__Direction__
Collect every line of the data below that contains the word "image", and copy each of those lines in full.

__Material provided__

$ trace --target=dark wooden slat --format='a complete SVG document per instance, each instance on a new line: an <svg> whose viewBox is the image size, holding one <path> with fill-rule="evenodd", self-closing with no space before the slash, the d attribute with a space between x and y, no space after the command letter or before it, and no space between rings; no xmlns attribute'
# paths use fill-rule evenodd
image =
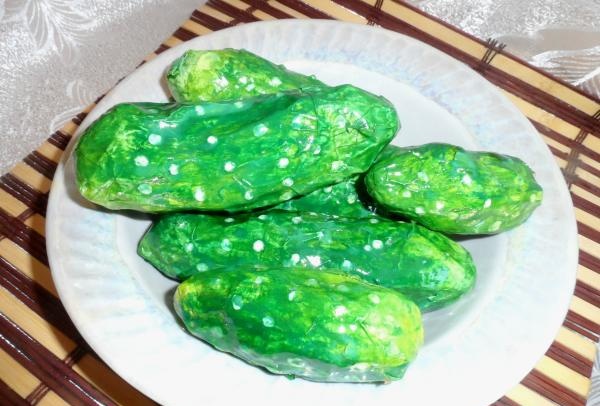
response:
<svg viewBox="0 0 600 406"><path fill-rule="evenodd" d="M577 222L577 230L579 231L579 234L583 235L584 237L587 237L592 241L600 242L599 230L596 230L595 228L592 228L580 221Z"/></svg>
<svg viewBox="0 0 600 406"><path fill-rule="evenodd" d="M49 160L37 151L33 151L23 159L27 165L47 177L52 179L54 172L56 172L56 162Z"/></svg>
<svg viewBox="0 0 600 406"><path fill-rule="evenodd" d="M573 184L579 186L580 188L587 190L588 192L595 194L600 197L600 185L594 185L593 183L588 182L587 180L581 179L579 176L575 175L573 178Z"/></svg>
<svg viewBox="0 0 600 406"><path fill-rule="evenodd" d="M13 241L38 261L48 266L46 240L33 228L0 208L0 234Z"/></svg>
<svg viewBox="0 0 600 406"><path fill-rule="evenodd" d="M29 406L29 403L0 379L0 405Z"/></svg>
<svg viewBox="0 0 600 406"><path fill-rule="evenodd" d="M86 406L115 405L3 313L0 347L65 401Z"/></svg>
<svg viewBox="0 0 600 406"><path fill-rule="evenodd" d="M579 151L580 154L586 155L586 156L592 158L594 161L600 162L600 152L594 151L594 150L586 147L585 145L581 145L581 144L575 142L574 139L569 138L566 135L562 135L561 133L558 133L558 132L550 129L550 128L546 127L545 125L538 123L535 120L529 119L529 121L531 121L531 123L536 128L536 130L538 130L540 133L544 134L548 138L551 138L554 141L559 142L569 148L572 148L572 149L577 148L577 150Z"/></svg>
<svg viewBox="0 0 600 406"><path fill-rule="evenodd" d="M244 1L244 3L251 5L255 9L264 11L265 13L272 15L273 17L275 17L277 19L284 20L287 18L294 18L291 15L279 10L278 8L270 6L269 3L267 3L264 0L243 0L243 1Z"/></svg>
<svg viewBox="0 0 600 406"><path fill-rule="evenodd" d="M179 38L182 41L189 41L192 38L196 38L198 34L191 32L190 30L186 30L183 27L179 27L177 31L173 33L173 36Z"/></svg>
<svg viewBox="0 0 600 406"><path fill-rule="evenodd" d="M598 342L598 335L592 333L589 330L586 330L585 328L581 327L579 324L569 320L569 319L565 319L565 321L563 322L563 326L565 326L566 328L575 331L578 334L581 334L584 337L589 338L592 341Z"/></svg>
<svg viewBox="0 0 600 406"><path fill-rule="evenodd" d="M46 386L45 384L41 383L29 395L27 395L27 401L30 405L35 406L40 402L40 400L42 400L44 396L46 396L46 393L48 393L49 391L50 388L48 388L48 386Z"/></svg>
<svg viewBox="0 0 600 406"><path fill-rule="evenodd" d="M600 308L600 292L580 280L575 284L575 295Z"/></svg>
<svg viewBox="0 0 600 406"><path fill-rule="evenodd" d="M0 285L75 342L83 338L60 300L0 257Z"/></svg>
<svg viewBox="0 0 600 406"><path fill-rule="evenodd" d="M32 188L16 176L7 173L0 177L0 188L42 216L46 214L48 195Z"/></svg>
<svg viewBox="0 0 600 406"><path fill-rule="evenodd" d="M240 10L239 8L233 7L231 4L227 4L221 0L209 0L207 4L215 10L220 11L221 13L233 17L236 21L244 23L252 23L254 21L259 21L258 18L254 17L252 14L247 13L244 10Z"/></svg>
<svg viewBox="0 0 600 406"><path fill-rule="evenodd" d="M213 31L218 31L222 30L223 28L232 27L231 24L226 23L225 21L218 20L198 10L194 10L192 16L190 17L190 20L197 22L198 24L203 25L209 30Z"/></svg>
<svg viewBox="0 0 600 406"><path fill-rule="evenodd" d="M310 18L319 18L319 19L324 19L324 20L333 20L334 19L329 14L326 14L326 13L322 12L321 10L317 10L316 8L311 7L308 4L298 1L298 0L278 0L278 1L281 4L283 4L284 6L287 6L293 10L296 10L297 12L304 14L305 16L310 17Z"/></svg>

__Answer to the problem__
$ trace --target=dark wooden slat --format='a complete SVG document per instance, each instance on a new line: an <svg> whose viewBox is the image size, holding one <path> with fill-rule="evenodd", self-closing with no space before the slash, the d attribute with a space between x and y, no space after the command letter or before it, and no space between rings; no xmlns attribute'
image =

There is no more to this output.